▶ **Given exercise**
With pictures omitted, copy exactly the lines from the one containing "If you could indicate the black smartphone" through the end of the records below.

▶ **Records shown**
* START *
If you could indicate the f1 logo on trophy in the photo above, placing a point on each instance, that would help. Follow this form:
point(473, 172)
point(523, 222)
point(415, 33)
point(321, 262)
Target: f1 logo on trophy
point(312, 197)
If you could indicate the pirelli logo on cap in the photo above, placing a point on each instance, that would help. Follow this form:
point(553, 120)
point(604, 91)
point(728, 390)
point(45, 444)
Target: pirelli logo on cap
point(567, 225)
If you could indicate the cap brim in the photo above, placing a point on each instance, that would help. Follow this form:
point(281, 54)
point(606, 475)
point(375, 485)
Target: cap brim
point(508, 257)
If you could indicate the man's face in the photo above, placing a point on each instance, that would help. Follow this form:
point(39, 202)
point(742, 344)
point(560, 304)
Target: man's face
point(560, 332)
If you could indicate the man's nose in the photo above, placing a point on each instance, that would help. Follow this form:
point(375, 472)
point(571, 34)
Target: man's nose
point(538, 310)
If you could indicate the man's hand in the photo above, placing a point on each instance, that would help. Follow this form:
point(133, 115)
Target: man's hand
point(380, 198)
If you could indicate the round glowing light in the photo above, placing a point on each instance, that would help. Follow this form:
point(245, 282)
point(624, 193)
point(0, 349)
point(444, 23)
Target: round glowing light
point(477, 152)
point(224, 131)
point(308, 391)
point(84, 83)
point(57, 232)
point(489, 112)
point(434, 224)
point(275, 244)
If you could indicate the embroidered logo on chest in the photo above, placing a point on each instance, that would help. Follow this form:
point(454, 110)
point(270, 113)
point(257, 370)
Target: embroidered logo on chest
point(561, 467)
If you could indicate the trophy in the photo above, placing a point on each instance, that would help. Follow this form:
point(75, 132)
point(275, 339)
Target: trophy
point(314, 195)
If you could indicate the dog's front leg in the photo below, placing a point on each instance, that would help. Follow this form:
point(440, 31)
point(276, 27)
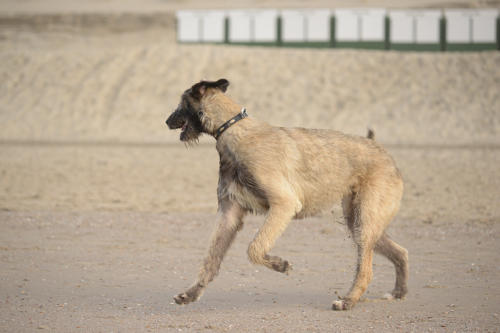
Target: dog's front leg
point(276, 222)
point(230, 221)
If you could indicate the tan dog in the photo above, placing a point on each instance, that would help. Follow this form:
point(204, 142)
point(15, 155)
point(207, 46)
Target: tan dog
point(290, 173)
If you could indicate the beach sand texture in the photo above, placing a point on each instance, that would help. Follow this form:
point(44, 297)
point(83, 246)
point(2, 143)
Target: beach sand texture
point(105, 215)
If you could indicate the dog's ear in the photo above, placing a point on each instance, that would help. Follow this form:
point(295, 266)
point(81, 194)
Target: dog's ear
point(199, 89)
point(222, 84)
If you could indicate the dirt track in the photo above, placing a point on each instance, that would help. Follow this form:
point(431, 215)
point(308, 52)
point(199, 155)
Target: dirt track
point(104, 272)
point(104, 216)
point(80, 269)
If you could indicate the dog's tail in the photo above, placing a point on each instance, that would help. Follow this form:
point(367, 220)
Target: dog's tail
point(371, 134)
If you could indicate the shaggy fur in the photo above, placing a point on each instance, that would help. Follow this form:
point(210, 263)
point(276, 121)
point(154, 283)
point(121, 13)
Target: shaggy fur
point(289, 173)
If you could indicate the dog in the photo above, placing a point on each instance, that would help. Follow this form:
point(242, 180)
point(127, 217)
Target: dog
point(291, 173)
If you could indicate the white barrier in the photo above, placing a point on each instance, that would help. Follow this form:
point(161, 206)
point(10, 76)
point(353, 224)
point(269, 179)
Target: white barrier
point(213, 26)
point(265, 27)
point(360, 25)
point(305, 25)
point(240, 26)
point(293, 23)
point(415, 26)
point(455, 29)
point(188, 26)
point(318, 25)
point(471, 25)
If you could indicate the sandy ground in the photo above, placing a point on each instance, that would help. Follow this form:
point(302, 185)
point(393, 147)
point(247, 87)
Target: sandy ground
point(104, 215)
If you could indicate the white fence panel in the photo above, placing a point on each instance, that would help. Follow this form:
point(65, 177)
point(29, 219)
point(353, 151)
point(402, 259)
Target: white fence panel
point(484, 26)
point(213, 26)
point(240, 26)
point(427, 26)
point(347, 25)
point(188, 26)
point(458, 26)
point(318, 25)
point(402, 26)
point(293, 26)
point(360, 24)
point(372, 24)
point(265, 25)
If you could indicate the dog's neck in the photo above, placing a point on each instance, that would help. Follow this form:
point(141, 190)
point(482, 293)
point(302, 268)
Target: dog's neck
point(218, 109)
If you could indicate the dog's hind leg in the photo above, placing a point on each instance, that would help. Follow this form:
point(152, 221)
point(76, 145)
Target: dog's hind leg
point(230, 221)
point(368, 213)
point(276, 222)
point(399, 257)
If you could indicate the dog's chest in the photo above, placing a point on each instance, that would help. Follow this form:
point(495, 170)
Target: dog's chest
point(238, 183)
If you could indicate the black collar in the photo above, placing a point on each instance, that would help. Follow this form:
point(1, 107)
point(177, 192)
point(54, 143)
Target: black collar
point(231, 122)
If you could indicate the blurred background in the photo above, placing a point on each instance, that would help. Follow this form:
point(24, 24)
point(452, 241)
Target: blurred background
point(104, 214)
point(87, 85)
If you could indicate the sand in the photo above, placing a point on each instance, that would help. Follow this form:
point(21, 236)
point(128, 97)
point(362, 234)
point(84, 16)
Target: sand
point(104, 215)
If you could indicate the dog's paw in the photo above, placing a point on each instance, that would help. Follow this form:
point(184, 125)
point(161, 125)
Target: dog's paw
point(342, 304)
point(399, 293)
point(184, 298)
point(279, 265)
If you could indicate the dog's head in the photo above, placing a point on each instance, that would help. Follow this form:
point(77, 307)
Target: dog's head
point(190, 115)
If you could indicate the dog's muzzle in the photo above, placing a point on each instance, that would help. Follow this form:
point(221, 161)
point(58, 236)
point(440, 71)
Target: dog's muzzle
point(174, 121)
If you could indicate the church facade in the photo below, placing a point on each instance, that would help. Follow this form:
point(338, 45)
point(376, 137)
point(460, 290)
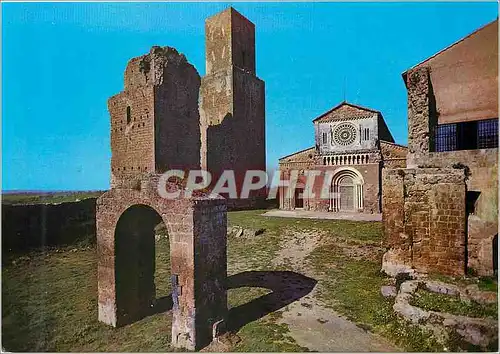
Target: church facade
point(342, 172)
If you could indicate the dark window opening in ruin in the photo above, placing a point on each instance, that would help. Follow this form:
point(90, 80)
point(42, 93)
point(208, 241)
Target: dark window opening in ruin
point(470, 202)
point(495, 254)
point(481, 134)
point(367, 134)
point(299, 198)
point(129, 117)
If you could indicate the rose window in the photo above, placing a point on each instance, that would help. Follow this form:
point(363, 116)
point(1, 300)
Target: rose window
point(344, 134)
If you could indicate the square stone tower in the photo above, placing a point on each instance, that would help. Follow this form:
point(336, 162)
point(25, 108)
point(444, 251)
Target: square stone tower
point(232, 100)
point(155, 123)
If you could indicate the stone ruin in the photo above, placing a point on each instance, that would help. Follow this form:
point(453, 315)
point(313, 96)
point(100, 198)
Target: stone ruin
point(155, 126)
point(168, 118)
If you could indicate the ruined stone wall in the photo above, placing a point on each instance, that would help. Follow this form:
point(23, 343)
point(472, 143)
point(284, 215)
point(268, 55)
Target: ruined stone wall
point(197, 230)
point(155, 120)
point(482, 167)
point(132, 140)
point(421, 115)
point(424, 220)
point(232, 101)
point(177, 119)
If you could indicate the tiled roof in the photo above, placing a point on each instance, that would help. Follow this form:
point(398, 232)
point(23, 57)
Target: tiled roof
point(345, 111)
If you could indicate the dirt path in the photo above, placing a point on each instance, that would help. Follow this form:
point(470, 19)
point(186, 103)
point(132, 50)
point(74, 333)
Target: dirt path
point(311, 324)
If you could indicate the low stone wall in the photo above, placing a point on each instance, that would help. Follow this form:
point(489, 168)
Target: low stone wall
point(481, 332)
point(26, 227)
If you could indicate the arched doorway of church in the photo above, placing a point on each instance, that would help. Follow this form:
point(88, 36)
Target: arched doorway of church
point(299, 198)
point(347, 191)
point(495, 254)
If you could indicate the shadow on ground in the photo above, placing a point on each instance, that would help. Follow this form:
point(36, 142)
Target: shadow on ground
point(286, 287)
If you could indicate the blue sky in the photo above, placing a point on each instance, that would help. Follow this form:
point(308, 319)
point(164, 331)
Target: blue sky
point(61, 62)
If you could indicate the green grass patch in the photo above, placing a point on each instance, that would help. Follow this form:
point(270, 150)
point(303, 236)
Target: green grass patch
point(352, 287)
point(431, 301)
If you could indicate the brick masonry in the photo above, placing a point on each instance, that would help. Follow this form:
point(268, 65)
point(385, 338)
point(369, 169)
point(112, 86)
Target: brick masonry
point(155, 126)
point(418, 205)
point(436, 95)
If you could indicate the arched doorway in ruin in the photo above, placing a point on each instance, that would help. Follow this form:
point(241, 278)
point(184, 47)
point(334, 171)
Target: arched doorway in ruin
point(346, 190)
point(144, 269)
point(125, 225)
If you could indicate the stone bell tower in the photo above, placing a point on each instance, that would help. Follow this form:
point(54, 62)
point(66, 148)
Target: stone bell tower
point(232, 101)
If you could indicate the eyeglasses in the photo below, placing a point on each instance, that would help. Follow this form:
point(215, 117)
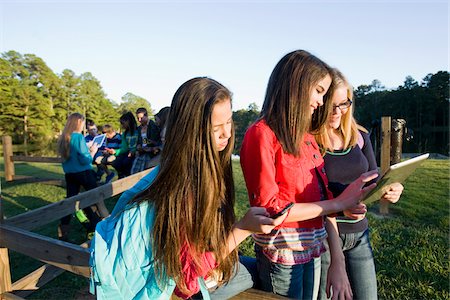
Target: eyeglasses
point(343, 106)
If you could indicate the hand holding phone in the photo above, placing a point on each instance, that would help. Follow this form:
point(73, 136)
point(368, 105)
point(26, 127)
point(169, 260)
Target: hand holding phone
point(283, 211)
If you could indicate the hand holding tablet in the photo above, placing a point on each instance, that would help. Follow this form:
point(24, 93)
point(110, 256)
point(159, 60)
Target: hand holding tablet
point(99, 140)
point(395, 174)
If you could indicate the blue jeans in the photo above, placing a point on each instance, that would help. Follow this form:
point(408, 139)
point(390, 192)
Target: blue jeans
point(243, 279)
point(297, 281)
point(360, 266)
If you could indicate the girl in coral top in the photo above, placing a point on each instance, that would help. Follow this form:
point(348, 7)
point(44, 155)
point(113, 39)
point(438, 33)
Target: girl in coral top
point(282, 164)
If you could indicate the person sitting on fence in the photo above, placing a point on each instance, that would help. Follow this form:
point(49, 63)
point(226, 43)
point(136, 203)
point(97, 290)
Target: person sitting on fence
point(92, 130)
point(149, 141)
point(347, 154)
point(77, 165)
point(113, 140)
point(177, 226)
point(161, 120)
point(126, 153)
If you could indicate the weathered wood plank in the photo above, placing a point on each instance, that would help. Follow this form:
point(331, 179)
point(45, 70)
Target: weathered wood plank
point(55, 211)
point(38, 278)
point(5, 271)
point(64, 255)
point(35, 280)
point(254, 294)
point(37, 159)
point(9, 296)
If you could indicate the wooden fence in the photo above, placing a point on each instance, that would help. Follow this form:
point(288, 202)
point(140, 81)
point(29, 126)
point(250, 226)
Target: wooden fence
point(16, 235)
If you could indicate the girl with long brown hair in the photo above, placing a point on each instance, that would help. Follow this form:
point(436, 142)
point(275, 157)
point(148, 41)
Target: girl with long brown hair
point(282, 164)
point(184, 208)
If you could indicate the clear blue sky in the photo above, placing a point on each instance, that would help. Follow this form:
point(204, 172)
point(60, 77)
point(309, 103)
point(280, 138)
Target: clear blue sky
point(150, 48)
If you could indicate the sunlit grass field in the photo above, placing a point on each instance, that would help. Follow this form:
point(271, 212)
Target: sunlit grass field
point(411, 244)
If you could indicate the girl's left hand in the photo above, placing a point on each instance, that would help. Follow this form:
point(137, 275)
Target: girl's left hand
point(337, 282)
point(393, 192)
point(258, 220)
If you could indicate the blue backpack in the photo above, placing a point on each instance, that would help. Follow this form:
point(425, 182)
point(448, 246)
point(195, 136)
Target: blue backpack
point(121, 254)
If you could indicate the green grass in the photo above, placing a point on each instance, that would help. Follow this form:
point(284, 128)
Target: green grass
point(411, 244)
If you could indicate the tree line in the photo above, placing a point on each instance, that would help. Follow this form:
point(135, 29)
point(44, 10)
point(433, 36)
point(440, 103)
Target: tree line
point(423, 105)
point(35, 103)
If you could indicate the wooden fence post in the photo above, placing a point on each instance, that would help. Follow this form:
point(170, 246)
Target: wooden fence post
point(385, 156)
point(5, 271)
point(7, 155)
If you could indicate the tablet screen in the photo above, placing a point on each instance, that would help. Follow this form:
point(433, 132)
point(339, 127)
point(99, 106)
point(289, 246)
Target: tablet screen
point(396, 173)
point(99, 139)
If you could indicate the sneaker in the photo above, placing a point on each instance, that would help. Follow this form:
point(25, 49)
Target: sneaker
point(110, 177)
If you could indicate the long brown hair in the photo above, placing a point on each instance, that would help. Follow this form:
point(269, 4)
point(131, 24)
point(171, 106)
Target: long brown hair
point(64, 140)
point(193, 194)
point(286, 107)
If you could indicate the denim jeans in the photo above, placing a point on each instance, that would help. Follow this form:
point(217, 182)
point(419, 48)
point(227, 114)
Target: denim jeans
point(243, 279)
point(298, 281)
point(360, 266)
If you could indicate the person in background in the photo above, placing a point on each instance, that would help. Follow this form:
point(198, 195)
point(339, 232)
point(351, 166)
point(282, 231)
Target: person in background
point(149, 141)
point(113, 141)
point(281, 163)
point(77, 165)
point(160, 120)
point(92, 130)
point(347, 154)
point(176, 227)
point(126, 153)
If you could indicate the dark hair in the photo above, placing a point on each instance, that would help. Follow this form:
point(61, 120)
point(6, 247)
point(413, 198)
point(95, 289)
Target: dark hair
point(90, 122)
point(141, 110)
point(128, 119)
point(286, 107)
point(162, 115)
point(193, 193)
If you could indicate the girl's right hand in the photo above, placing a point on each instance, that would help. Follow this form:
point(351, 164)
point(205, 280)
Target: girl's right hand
point(93, 149)
point(258, 220)
point(356, 191)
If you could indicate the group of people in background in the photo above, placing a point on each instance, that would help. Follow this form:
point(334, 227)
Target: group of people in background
point(176, 232)
point(135, 150)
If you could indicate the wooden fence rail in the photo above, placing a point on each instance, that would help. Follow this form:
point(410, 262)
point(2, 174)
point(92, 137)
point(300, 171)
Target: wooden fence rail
point(15, 235)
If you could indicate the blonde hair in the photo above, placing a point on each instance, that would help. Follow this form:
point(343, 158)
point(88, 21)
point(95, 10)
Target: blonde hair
point(348, 129)
point(64, 140)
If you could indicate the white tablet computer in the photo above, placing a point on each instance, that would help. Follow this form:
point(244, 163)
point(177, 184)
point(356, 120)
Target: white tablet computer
point(396, 173)
point(99, 139)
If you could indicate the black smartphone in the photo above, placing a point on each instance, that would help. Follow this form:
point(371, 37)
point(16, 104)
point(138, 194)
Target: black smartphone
point(283, 211)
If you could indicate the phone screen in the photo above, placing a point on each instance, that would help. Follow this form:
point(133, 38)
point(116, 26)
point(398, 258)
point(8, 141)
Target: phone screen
point(283, 211)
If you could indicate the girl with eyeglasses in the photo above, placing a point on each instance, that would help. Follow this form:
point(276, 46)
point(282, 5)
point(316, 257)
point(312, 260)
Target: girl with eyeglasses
point(347, 154)
point(282, 164)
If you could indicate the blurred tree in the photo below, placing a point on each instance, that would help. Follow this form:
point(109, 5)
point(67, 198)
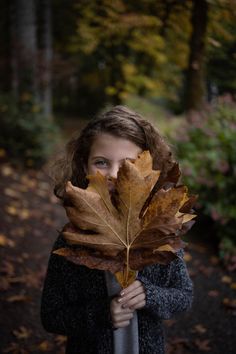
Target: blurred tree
point(123, 48)
point(46, 54)
point(5, 67)
point(221, 49)
point(195, 83)
point(24, 43)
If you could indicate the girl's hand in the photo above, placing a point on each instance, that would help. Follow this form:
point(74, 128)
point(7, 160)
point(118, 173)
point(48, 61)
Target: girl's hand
point(133, 297)
point(120, 316)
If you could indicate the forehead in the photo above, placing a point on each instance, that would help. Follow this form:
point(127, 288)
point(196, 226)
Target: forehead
point(113, 147)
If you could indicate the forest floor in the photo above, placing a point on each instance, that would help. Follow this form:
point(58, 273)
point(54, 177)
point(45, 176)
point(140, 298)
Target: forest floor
point(30, 218)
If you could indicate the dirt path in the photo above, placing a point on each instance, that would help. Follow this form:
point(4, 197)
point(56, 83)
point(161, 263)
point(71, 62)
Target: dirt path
* END *
▶ **Expected output**
If you could indicate the black smartphone in the photo above, placing a point on each instance, that would help. Follow this form:
point(371, 37)
point(16, 104)
point(138, 194)
Target: black smartphone
point(283, 211)
If you could indicate the phone screen in the photo above, placing a point on each instance, that would help. Follow this form:
point(133, 38)
point(116, 26)
point(398, 258)
point(8, 141)
Target: phone screen
point(283, 211)
If you could indicate the girl with eyeglasses in the photo above, placing a point on each instance, that would help. Follow this form:
point(276, 46)
point(282, 5)
point(316, 257)
point(312, 260)
Target: girl with eyeglasses
point(347, 154)
point(282, 164)
If you could indicate the blurred tree in the photo below, placing a point on each instance, that would help. Follow this form:
point(109, 5)
point(67, 198)
Target: blurred tree
point(123, 48)
point(46, 54)
point(5, 67)
point(221, 49)
point(195, 83)
point(24, 43)
If you could indicate the girl's hand in the photo above, placing a point on each instance, that would help. Follow this form:
point(74, 128)
point(7, 160)
point(118, 173)
point(48, 61)
Target: girl's hand
point(133, 297)
point(120, 316)
If you could indicate the forehead in the photo above, placing a point on each instance, that would help. Follow this form:
point(127, 288)
point(196, 226)
Target: forehead
point(113, 147)
If you could indicate the forest floor in the photo above, placing a point on each instance, that would help. Follow this form:
point(58, 273)
point(54, 177)
point(45, 176)
point(140, 298)
Target: forest floor
point(30, 218)
If you could indicate the dirt path in the photo above, placing a point on each instance, that would help. Follow this form:
point(4, 197)
point(56, 83)
point(161, 263)
point(71, 62)
Target: dirt path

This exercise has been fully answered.